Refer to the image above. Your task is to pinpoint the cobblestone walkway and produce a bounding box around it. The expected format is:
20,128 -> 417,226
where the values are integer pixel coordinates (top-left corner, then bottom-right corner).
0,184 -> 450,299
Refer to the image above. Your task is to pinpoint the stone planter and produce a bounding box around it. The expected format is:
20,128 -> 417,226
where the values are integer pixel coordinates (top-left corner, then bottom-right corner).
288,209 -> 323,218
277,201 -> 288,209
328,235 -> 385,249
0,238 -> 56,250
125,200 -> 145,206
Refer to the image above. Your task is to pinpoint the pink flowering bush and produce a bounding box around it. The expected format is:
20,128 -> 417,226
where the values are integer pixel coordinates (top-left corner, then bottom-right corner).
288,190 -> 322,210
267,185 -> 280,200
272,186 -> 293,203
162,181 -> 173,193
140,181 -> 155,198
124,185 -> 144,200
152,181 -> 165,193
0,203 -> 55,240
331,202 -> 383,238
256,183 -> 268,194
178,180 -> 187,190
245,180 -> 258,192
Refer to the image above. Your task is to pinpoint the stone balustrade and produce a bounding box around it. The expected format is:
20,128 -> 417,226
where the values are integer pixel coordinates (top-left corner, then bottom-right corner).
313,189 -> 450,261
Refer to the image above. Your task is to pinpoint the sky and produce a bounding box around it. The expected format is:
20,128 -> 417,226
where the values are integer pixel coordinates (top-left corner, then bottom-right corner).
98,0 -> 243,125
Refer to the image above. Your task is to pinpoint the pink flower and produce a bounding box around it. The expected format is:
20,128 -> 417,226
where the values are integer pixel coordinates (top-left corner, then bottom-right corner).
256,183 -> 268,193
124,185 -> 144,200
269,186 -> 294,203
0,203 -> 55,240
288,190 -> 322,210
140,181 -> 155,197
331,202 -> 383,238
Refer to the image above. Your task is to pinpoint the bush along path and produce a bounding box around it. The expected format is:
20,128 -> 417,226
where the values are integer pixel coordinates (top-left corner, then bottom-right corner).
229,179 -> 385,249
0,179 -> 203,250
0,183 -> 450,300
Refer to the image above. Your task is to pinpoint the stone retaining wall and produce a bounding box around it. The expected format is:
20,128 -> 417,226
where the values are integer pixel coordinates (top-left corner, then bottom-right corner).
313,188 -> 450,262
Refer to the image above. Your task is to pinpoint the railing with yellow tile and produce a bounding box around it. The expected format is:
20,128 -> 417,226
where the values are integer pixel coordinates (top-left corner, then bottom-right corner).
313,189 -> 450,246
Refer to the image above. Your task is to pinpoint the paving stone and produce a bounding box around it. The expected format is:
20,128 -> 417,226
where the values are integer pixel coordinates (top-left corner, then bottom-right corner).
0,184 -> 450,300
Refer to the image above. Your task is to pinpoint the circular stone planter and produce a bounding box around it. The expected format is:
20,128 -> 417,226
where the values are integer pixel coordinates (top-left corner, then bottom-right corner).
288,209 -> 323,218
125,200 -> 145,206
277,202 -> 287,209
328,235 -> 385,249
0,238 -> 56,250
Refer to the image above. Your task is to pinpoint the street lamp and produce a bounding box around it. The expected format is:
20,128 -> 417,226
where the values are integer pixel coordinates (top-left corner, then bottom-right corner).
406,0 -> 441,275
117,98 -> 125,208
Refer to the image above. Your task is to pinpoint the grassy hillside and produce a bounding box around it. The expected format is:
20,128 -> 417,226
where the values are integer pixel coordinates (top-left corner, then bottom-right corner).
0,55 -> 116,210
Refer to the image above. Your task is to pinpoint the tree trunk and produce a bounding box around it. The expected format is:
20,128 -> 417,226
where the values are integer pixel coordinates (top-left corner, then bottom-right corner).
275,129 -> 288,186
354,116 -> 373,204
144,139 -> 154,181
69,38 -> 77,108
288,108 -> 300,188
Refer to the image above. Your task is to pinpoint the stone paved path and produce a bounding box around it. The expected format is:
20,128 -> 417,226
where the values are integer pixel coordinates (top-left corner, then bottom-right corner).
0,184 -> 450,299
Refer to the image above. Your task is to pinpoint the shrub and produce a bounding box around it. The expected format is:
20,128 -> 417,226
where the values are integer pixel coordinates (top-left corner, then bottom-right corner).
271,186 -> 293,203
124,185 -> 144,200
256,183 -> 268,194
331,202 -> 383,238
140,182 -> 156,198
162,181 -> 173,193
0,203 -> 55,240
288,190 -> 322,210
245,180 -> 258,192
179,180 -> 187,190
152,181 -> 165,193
==========
- **WORK TO DO**
Copy out every line of the material above word for word, in the same order and with the same line breaks.

- **TASK SOLUTION**
Refer to the image above. Your task is to pinpoint the cobblestone walkway and produce a bounding box around it. The expected format is:
20,128 -> 417,226
where the values are integer pixel coordinates (top-left corner, then bottom-right corner).
0,184 -> 450,299
Refer to the image above. Your task is to pinpoint the stone planter and produce a bounding box around it. The expected format is:
20,128 -> 417,226
where the values are integer pixel coordinates (top-left corner, then bottom-right corner).
288,209 -> 323,218
277,201 -> 288,209
328,235 -> 385,249
0,238 -> 56,250
125,200 -> 145,206
Refer to the image above. Your task is to pinpoint the pink flowering bush and produce a bounding box around it. The expected format is:
20,128 -> 417,226
where the values are integer pixel coordinates (top-left corner, then bottom-right corner).
288,190 -> 322,210
267,185 -> 280,200
272,186 -> 293,203
162,181 -> 173,193
140,181 -> 155,198
124,185 -> 144,200
152,181 -> 165,193
0,203 -> 55,240
331,202 -> 383,238
256,183 -> 268,194
178,180 -> 187,190
245,180 -> 258,192
Refer to the image above. Your task is to pinpoint the stone balustrade and produce a bounding box around it. The expected format is:
20,128 -> 417,226
where the values are integer pixel coordinates (top-left corner, then bottom-right corner).
313,189 -> 450,261
Refer to the image above. Your task is to pinpoint the sky and produce a bounding box around it. The expected format is:
20,128 -> 417,226
where the values are integer pixel coordinates (top-left corner, then bottom-right corner).
98,0 -> 243,125
Refer to the image above. Your task is to pinpoint the pink flower and produce a bounding box around it. The expected format is:
20,128 -> 417,226
where the values are integer pixel coordinates (top-left corner, then bottom-right corner).
256,183 -> 268,193
124,185 -> 144,200
269,186 -> 294,203
0,203 -> 55,240
288,190 -> 322,210
140,181 -> 155,197
331,202 -> 383,238
Refer to the image above. Your task is to pinpoint the bush along path and produce a bounding box around it. The expected format is:
20,128 -> 417,226
where the values are integer pixel coordinates (top-left corner, then bottom-right corner).
229,179 -> 385,249
0,179 -> 203,250
0,183 -> 450,300
Refer to the image above. Your task is to pinpoint the stone retaining wall and produce a bounding box around it. The expected format is:
20,128 -> 417,226
where the values are integer pixel coordinates (top-left corner, then bottom-right corner).
313,188 -> 450,262
Refer to the image above. Your task is to pinpoint the railing with yellow tile and produce a bounding box around it. The expected format is:
20,128 -> 417,226
where the values are integer pixel coordinates (top-left corner, then bottom-right corner).
313,189 -> 450,246
Refer to the image above. Your task is to pinpoint the paving stone and produce a bounding box around it. The expected format is:
20,128 -> 417,226
where the values are integer pixel coordinates (top-left corner, then bottom-right corner).
0,184 -> 450,300
Refer to the image above. Your task is to pinpoint the circular stone planter and produce a bounding box around it. The expected format is:
20,128 -> 417,226
where the values are integer pixel coordinates (top-left corner, then bottom-right corner).
288,209 -> 323,218
125,200 -> 145,206
277,202 -> 287,209
328,235 -> 385,249
0,238 -> 56,250
Refer to the image above. Your task is to pinpoint the street lamp and produce a bounding box around it. The expected format is:
20,128 -> 417,226
where the values are integer pixel coordinates (top-left corner, then bottom-right corner).
406,0 -> 441,275
117,98 -> 125,208
Refer to the image above. Your task is to pinpoint the grassy hillside and produce a bounding box around it. The expected format is:
20,128 -> 417,226
where the values are integer pixel coordinates (top-left corner, then bottom-right corner).
0,55 -> 116,210
Refer to the image above. Your task is to pinpoint the tree trunk and produce a bounding box around it. The expected format is:
20,128 -> 417,226
where the values are integer pixel coordinates (top-left corner, then bottom-right corner).
275,129 -> 288,186
354,116 -> 373,204
144,139 -> 154,181
69,38 -> 77,108
288,108 -> 300,188
Refer to the image above. Your task is to pinpoint the stone paved path and produce a bounding box around it. The expected format is:
20,128 -> 417,226
where the values are integer pixel coordinates (top-left corner, then bottom-right corner).
0,184 -> 450,299
Refer to the image above. Your task is to pinpoint the shrub and produce a bounding box around it. The expected format is:
20,128 -> 417,226
where the values are integer pixel coordinates (top-left corner, then bottom-right corner).
271,186 -> 293,203
124,185 -> 144,200
256,183 -> 268,194
331,202 -> 383,238
140,182 -> 156,198
162,181 -> 173,193
0,203 -> 55,240
288,190 -> 322,210
245,180 -> 258,192
179,180 -> 187,190
152,181 -> 165,193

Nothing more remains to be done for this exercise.